**やること**
A. オウサマペンギンの記事から、「アフリカの南端と南極のほぼ中間に位置する仏領クロゼ諸島(Crozet archipelago)ココン島(Ile aux」から「ことが明らかになったという。」までを、その終わりの言葉も含めて一字も変えずに抜き出してください。
B. オウサマペンギンの記事の「だが、科学誌」で始まる段落を、大事な事実はそのままに短く書き直してください。
C. オウサマペンギンの記事の続きを、最後の文のあとから書いてください。

----- 本文

【7月31日 AFP】オウサマペンギンの世界最大の集団繁殖地(コロニー)が30年間で90%近く縮小したと警鐘を鳴らす研究結果が30日、発表された。

 アフリカの南端と南極のほぼ中間に位置する仏領クロゼ諸島(Crozet archipelago)ココン島(Ile aux Cochons)に科学者らが最後に足を踏み入れた当時は、200万羽に及ぶオウサマペンギンで島が覆い尽くされていた。飛べない鳥のオウサマペンギンは体高が約1メートルに達する。

 だが、科学誌「アンタークティック・サイエンス(Antarctic Science)」に掲載された論文によると、最新の人工衛星画像とヘリコプターから撮影された最近の写真により、オウサマペンギンの個体数が急減した結果、20万羽が辛うじて残っている状況にあることが明らかになったという。

 定住型の鳥であるオウサマペンギンは、餌探しの時に成鳥が数日間海に出るが、渡り(季節移動)はしない。

 ココン島のコロニーがこれほど大幅に縮小した理由は謎のままだ。

----------
----- 渡すデータ

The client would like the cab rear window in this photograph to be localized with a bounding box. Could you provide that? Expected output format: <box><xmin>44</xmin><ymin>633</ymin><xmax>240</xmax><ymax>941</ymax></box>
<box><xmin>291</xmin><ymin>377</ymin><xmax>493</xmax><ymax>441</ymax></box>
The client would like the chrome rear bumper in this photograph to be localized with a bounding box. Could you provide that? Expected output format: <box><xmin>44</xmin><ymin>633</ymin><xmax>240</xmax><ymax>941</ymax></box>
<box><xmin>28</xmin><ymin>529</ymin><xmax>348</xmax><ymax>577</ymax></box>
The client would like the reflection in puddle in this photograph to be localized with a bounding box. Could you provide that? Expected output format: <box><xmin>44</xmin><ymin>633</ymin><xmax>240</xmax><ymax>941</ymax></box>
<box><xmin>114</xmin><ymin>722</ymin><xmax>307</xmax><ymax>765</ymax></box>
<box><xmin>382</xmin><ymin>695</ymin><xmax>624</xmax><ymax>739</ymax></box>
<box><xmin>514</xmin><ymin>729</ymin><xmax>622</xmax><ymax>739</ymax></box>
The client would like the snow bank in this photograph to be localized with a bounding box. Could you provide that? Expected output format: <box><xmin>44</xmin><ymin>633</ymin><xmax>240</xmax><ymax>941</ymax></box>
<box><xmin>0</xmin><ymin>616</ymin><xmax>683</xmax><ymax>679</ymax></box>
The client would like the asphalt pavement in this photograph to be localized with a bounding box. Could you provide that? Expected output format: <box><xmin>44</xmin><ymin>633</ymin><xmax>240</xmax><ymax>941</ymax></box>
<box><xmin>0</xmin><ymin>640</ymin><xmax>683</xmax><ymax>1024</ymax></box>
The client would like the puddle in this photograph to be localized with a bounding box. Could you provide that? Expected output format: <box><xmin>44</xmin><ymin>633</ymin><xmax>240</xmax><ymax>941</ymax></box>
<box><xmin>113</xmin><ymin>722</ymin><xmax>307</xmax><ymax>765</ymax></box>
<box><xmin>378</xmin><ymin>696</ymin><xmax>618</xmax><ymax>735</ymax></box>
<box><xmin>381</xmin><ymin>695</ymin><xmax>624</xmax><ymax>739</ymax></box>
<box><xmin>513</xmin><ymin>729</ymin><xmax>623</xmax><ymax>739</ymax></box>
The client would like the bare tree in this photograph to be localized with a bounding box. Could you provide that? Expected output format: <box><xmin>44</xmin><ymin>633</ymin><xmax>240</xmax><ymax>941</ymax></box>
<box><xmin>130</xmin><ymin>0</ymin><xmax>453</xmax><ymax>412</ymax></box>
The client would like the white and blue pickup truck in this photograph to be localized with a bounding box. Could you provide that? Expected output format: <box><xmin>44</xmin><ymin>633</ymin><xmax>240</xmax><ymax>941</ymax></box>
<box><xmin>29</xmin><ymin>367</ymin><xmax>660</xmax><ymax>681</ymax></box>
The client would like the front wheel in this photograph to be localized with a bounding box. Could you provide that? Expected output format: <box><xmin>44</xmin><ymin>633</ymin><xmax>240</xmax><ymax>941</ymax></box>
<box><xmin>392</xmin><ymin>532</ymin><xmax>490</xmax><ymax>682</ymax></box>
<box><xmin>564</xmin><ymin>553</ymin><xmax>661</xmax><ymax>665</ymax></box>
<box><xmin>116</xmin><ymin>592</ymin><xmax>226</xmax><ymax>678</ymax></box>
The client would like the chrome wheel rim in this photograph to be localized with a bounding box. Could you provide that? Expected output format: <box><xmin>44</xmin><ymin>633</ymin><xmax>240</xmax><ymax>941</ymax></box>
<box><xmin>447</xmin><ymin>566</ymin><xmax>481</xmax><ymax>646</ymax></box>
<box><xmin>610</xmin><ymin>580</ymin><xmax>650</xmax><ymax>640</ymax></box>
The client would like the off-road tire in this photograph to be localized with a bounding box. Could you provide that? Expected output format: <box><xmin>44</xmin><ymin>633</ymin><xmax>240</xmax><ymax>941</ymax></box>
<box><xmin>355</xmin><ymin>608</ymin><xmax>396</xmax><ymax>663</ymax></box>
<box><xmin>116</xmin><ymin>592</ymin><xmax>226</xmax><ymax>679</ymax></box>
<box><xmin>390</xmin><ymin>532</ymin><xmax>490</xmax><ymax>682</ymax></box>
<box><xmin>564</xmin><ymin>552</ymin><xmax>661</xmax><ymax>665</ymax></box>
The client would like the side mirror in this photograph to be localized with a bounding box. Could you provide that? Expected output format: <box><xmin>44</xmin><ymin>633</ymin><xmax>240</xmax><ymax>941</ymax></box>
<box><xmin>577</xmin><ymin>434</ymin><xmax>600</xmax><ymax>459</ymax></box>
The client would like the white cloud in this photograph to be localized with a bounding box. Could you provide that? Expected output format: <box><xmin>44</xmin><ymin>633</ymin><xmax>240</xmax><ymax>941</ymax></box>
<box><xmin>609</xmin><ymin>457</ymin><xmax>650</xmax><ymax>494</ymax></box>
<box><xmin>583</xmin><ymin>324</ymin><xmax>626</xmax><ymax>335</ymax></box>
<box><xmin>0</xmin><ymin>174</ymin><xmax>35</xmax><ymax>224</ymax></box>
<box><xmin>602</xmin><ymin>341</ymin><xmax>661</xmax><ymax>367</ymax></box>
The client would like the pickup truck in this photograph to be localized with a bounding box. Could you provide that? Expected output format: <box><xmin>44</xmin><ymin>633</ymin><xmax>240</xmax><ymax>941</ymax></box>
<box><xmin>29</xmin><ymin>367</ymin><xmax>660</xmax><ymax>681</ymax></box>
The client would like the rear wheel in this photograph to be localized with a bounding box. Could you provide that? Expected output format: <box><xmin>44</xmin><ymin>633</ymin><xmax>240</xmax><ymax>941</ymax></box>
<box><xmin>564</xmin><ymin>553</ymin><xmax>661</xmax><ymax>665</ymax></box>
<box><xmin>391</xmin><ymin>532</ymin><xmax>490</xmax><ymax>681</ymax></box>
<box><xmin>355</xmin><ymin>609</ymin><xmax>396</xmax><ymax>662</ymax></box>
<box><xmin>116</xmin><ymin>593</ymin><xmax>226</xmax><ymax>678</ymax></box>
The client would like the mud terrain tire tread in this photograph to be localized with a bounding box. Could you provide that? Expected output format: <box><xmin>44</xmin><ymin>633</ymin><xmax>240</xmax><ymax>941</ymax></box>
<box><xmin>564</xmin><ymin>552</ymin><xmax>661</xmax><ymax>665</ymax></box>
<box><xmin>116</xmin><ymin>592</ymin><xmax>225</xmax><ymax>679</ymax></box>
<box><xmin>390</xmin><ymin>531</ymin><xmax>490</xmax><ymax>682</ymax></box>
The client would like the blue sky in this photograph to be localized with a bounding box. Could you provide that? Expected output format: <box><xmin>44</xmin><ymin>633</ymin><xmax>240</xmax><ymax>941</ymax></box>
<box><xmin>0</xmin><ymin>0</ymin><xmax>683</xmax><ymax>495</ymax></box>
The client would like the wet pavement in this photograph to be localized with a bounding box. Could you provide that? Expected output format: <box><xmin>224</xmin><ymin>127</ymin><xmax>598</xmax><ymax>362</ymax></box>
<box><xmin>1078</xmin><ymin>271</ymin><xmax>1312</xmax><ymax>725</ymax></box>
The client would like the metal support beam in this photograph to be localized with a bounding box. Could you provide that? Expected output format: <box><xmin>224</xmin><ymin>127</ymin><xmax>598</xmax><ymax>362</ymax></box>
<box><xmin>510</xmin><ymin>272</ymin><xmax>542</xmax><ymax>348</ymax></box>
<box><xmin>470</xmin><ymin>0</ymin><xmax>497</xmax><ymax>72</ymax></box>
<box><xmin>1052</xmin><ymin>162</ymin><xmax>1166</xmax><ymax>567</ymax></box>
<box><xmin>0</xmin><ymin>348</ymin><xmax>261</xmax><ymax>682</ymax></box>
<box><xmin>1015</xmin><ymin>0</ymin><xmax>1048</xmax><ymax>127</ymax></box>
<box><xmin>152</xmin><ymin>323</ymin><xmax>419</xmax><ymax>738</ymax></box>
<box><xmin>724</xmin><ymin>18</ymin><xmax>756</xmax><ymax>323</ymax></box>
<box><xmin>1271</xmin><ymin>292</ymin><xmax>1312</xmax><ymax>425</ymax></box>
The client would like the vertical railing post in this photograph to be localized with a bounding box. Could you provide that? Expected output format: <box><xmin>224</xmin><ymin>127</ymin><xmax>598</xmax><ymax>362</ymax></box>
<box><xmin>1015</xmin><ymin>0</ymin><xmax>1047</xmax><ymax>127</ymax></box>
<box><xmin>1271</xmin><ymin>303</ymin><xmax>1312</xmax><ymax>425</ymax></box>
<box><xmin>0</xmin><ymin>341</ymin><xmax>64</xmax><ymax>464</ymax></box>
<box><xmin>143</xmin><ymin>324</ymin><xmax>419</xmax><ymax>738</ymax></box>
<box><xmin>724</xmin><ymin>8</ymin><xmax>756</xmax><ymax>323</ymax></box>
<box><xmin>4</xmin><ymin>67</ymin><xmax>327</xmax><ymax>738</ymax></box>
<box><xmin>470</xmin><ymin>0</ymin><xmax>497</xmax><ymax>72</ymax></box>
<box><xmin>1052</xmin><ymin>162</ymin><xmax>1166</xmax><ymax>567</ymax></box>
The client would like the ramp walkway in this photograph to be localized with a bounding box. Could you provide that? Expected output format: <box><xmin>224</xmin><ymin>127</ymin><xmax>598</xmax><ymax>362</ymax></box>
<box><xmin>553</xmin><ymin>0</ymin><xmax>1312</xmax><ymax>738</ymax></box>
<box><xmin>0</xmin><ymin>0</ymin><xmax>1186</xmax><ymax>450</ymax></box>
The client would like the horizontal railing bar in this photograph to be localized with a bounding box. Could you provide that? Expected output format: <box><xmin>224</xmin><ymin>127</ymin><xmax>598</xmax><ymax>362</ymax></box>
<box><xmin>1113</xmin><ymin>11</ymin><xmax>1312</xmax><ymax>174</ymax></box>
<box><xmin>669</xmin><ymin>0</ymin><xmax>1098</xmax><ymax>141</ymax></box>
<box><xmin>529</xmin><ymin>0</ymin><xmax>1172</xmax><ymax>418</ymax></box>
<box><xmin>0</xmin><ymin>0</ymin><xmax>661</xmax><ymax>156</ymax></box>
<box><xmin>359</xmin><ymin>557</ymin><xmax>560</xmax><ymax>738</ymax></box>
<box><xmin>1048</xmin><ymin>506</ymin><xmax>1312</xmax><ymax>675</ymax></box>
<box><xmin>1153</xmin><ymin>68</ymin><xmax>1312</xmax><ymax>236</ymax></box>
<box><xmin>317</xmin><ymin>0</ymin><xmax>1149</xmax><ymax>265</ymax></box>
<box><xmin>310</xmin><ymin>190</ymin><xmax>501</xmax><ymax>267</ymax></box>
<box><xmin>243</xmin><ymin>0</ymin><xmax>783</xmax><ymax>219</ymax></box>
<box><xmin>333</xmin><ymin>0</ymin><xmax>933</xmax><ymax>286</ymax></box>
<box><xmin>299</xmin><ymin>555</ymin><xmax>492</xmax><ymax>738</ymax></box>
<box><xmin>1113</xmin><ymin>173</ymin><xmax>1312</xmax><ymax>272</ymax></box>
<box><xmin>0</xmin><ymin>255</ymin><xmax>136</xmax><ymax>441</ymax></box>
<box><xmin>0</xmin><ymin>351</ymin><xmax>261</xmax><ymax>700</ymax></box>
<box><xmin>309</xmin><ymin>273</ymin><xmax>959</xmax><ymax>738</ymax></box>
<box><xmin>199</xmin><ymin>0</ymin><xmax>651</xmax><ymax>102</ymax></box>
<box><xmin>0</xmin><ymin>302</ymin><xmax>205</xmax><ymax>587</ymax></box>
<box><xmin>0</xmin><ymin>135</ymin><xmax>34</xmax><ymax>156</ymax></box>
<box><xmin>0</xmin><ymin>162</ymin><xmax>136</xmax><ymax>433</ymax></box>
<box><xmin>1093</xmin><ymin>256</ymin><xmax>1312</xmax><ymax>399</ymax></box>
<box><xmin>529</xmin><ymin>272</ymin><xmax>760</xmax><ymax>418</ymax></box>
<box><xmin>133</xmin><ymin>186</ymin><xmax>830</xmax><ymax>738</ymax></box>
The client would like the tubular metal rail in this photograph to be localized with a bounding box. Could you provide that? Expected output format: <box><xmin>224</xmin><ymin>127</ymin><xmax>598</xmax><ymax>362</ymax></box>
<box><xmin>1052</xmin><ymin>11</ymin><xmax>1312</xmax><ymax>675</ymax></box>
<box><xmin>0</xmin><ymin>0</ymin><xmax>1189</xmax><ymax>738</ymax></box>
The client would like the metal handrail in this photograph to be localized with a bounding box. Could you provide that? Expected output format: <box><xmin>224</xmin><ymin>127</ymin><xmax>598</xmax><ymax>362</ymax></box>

----------

**答えの一覧**
A.
アフリカの南端と南極のほぼ中間に位置する仏領クロゼ諸島(Crozet archipelago)ココン島(Ile aux Cochons)に科学者らが最後に足を踏み入れた当時は、200万羽に及ぶオウサマペンギンで島が覆い尽くされていた。飛べない鳥のオウサマペンギンは体高が約1メートルに達する。

 だが、科学誌「アンタークティック・サイエンス(Antarctic Science)」に掲載された論文によると、最新の人工衛星画像とヘリコプターから撮影された最近の写真により、オウサマペンギンの個体数が急減した結果、20万羽が辛うじて残っている状況にあることが明らかになったという。

B. 科学誌「アンタークティック・サイエンス」の論文によると、最新の衛星画像とヘリコプターから撮った最近の写真から、オウサマペンギンが急に減り、なんとか残っているのは20万羽ほどだとわかった。

C.
 論文の主執筆者で、仏シゼ生物学研究所(Centre for Biological Studies in Chize)の生態学者のアンリ・べイメルスキルシュ(Henri Weimerskirch)氏は「これはまったくの予想外で、特に深刻な出来事だ。なぜならこのコロニーは全世界のオウサマペンギンの3分の1近くを占めていたからだ」と指摘した。同氏がココン島のコロニーに初めて着目したのは1982年のことだった。

 気候変動が一因となっていることも考えられる。1997年に発生した特に強力なエルニーニョ(El Nino)現象では、インド洋(Indian Ocean)南海域の海水温を上昇させ、オウサマペンギンが依存している餌の魚やイカをペンギンの採餌範囲が及ばない南方へと一時的に押しやった。

 その結果として、この領域にあるオウサマペンギンのコロニーすべてに「個体数の減少と繁殖成功率の低下が生じた」と、べイメルスキルシュ氏は説明した。